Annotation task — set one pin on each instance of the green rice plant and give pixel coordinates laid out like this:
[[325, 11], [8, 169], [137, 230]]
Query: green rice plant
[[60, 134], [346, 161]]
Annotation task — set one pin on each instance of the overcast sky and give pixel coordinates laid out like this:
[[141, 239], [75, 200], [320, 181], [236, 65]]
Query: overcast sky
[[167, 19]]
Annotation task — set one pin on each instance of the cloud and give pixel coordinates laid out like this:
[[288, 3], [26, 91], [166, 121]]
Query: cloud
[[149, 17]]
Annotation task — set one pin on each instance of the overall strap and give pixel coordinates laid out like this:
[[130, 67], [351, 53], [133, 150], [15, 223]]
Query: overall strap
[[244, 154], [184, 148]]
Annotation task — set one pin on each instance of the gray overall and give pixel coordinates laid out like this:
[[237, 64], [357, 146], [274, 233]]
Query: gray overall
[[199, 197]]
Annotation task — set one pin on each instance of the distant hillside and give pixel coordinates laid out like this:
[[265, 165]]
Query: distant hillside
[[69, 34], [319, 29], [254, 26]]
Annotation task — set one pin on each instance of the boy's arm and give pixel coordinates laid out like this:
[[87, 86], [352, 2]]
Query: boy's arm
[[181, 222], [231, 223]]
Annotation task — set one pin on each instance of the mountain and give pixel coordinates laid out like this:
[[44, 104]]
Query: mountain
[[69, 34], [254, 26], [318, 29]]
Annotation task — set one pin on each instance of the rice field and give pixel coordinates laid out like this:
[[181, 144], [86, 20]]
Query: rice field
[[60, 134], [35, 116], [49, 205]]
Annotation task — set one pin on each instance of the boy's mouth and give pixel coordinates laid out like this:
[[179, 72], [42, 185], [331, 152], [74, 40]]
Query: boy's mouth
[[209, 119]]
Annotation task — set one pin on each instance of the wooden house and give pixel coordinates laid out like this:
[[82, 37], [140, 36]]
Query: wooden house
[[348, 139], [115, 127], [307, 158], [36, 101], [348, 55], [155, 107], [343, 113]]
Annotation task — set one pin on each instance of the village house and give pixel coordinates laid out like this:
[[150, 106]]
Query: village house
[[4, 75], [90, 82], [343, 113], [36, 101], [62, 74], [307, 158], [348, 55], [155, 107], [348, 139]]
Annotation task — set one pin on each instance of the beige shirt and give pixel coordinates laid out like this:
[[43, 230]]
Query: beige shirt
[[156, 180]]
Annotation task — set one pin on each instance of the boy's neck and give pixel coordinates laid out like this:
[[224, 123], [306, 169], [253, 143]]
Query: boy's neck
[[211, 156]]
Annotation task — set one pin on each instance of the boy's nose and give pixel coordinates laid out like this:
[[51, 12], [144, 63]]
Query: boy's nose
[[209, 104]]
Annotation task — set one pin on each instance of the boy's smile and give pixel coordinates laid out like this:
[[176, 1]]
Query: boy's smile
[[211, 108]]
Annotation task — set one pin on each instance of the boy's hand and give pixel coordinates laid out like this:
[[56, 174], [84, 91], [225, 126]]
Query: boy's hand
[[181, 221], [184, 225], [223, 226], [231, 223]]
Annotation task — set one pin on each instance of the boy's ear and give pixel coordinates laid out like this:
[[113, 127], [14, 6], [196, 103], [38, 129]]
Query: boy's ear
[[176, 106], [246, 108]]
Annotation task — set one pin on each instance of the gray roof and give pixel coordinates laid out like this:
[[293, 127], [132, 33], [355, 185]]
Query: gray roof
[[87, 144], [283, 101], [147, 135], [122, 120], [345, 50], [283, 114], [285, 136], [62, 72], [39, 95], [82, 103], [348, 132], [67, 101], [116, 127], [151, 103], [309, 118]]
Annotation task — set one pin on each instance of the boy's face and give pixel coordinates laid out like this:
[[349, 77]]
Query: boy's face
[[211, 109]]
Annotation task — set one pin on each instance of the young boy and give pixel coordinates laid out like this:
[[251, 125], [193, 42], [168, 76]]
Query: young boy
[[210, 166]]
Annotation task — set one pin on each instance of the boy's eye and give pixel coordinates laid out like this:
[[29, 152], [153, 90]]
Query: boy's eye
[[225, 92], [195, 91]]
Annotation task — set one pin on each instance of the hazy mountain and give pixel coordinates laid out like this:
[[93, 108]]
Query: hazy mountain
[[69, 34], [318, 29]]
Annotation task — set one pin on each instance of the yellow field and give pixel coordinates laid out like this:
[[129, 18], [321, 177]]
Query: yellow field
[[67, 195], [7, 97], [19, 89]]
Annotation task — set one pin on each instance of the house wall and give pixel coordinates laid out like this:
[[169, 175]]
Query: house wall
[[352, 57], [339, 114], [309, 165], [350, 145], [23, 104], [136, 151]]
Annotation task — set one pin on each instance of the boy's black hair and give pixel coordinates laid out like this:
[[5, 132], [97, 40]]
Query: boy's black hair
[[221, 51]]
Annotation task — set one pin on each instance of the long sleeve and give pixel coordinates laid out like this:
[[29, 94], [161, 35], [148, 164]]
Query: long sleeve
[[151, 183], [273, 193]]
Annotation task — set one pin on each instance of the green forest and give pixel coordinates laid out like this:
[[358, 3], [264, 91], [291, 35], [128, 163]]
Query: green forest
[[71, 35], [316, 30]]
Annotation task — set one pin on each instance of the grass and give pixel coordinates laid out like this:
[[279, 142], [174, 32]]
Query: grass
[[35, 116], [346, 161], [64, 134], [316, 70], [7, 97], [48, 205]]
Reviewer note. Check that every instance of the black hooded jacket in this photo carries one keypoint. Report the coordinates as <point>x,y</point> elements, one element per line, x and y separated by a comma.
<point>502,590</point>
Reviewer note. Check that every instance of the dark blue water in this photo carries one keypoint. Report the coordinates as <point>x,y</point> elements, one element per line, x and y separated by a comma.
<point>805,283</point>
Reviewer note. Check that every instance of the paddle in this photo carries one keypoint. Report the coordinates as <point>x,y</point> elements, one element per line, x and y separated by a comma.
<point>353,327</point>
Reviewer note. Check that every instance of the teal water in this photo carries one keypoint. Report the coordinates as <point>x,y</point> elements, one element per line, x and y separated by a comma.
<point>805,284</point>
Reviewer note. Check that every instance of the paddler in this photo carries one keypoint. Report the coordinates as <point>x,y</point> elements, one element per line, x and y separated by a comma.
+===+
EXERCISE REQUIREMENTS
Copy the data word for word, beginning at the line that contains "the boy's mouth" and stopping after the line that contains "[[209, 119]]".

FINAL ANSWER
Annotation task — set one pin on each instance of the boy's mouth and give pixel coordinates laid out like this:
[[179, 72], [42, 185], [331, 152], [74, 40]]
Query: boy's mouth
[[209, 119]]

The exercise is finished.